DATA section start

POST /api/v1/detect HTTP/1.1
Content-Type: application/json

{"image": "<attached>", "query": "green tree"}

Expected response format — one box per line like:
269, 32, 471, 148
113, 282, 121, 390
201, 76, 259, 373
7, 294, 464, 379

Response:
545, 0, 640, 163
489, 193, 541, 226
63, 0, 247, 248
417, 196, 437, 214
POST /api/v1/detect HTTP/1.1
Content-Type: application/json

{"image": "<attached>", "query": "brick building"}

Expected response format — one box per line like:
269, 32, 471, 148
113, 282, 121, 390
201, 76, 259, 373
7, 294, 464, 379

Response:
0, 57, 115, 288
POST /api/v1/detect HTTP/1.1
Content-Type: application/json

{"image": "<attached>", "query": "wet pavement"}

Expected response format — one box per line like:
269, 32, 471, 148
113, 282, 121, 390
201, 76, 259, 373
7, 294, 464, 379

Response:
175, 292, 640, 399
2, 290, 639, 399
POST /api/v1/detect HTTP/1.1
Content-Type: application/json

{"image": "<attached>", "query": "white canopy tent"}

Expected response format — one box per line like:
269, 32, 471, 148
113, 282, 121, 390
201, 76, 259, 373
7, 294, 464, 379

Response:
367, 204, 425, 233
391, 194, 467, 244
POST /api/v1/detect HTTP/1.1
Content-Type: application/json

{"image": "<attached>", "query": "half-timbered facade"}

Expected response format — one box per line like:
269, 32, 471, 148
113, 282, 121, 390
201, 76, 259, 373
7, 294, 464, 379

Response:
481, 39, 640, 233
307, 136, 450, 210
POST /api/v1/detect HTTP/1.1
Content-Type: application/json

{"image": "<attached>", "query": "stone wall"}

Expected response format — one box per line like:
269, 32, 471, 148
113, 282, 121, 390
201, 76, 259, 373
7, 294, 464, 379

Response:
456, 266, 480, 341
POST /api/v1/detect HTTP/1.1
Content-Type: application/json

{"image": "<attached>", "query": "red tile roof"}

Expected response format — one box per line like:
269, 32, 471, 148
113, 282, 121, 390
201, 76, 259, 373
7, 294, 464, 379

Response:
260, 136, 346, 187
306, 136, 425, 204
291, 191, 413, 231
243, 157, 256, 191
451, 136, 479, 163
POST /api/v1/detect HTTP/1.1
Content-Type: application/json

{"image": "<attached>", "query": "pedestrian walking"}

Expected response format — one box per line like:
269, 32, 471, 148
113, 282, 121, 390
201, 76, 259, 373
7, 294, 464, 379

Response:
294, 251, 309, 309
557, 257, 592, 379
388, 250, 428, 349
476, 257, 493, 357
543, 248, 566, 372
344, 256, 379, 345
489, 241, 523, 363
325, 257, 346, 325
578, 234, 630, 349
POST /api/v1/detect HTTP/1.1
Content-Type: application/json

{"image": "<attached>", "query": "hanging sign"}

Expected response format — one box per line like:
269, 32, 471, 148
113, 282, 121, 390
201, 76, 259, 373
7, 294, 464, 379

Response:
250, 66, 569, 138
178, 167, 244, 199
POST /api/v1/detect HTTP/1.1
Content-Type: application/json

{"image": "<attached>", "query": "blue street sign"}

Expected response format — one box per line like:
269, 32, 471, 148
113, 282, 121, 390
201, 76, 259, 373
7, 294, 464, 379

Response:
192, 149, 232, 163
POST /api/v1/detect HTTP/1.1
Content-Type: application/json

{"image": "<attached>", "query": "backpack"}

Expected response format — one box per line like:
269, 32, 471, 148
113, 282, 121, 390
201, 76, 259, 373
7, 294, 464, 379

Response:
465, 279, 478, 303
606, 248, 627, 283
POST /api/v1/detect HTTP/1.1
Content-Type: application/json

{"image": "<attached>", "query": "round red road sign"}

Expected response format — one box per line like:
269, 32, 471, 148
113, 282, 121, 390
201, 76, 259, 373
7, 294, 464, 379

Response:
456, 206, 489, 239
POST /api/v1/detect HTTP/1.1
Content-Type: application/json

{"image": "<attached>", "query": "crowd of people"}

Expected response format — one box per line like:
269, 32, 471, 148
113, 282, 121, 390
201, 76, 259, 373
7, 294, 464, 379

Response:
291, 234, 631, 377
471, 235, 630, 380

DATA section end

AIM OF THE EXERCISE:
Repeat the data verbatim.

SOLVED PROBLEM:
POST /api/v1/detect HTTP/1.1
Content-Type: application/json

{"image": "<attached>", "query": "green tree"}

Expected response format — one box per line like:
269, 32, 471, 148
113, 282, 121, 390
201, 76, 259, 373
7, 294, 464, 379

Response:
545, 0, 640, 163
489, 193, 541, 226
63, 0, 247, 248
417, 196, 437, 214
POST /api/v1/detect HTTP/1.1
Content-Type: application/json

{"image": "<attached>", "query": "brick building"}

Expected response format — one box per line like:
269, 32, 471, 148
113, 282, 121, 390
201, 76, 259, 373
7, 294, 464, 379

Response:
0, 57, 115, 288
POST /api/v1/detect HTTP/1.1
Content-Type: application/json

{"image": "<attached>", "query": "wet pavement"}

Expected response format — one box per line like:
269, 32, 471, 148
113, 282, 121, 390
201, 76, 259, 373
7, 294, 464, 379

Response:
175, 292, 640, 399
2, 290, 639, 399
POST /api/v1/detect HTTP/1.1
Content-Type: application/json

{"image": "<attached>", "query": "white canopy tent"}

Expected response format — one box per line like:
269, 32, 471, 148
113, 282, 121, 390
201, 76, 259, 373
7, 294, 464, 379

Response:
367, 204, 425, 233
391, 194, 467, 244
POST /api/v1/detect HTTP/1.1
Content-Type: application/json

{"image": "<attached>", "query": "half-timbered facade"}

Expected response format — one box per line like:
269, 32, 471, 148
113, 282, 121, 390
201, 76, 259, 373
7, 294, 464, 379

Response:
481, 39, 640, 233
307, 136, 450, 210
POST /api/v1/detect HTTP/1.1
Content-Type: application/json

{"image": "<attached>", "query": "stone wall"}

Expected response format — one box per line like:
269, 32, 471, 148
113, 282, 121, 390
201, 76, 259, 373
7, 294, 464, 379

Response:
456, 266, 480, 341
POST /api/v1/detect HTTP/1.1
Content-Type: application/json

{"image": "<attached>", "query": "red tile roof"}

Expected response format — one box per line like:
269, 32, 471, 148
113, 282, 121, 390
201, 76, 259, 373
7, 294, 464, 379

Response:
260, 136, 346, 187
306, 136, 425, 204
291, 191, 413, 231
243, 157, 256, 191
451, 136, 479, 163
POST /api/v1/detect HTTP/1.1
Content-Type: application/json

{"image": "<attached>", "query": "pedestrian walking"}

Expected response format — one box per line like:
269, 32, 471, 148
113, 282, 121, 390
201, 76, 259, 373
7, 294, 464, 379

Response:
294, 251, 309, 309
557, 257, 592, 379
388, 250, 428, 349
476, 257, 493, 357
543, 248, 566, 372
344, 256, 379, 345
489, 241, 523, 363
325, 257, 346, 325
578, 234, 630, 349
POST /api/v1/detect HTTP/1.1
Content-Type: application/json

{"image": "<attached>", "query": "hanging sign"}

Expected response format — one box per line like:
269, 32, 471, 148
113, 282, 121, 390
201, 76, 259, 373
7, 294, 464, 379

Response:
250, 66, 569, 138
178, 167, 244, 199
POST /api/v1/detect HTTP/1.1
Content-Type: application/json

{"image": "<attached>", "query": "blue street sign"}

Expected response format — one box per line like:
269, 32, 471, 148
113, 282, 121, 390
201, 76, 259, 373
7, 294, 464, 379

Response:
192, 149, 232, 163
POST /api/v1/detect HTTP/1.1
Content-Type: application/json

{"image": "<attached>", "query": "backpack"}

Expected response format — one box per line like:
269, 32, 471, 148
113, 282, 121, 390
201, 76, 259, 373
7, 294, 464, 379

Response:
465, 279, 478, 303
606, 248, 627, 283
POST /api/v1/detect HTTP/1.1
Content-Type: application/json

{"image": "<attached>", "query": "round red road sign"}

Expected response format — one box per line like:
269, 32, 471, 148
113, 282, 121, 390
201, 76, 259, 373
7, 294, 464, 379

Response:
456, 206, 489, 239
POST /api/v1/detect HTTP/1.1
Content-Type: application/json

{"image": "<attached>", "query": "crowd of people"}

Expected response format — one box per line like:
269, 32, 471, 148
113, 282, 121, 390
201, 76, 259, 373
7, 294, 464, 379

Response:
291, 234, 631, 377
471, 235, 630, 380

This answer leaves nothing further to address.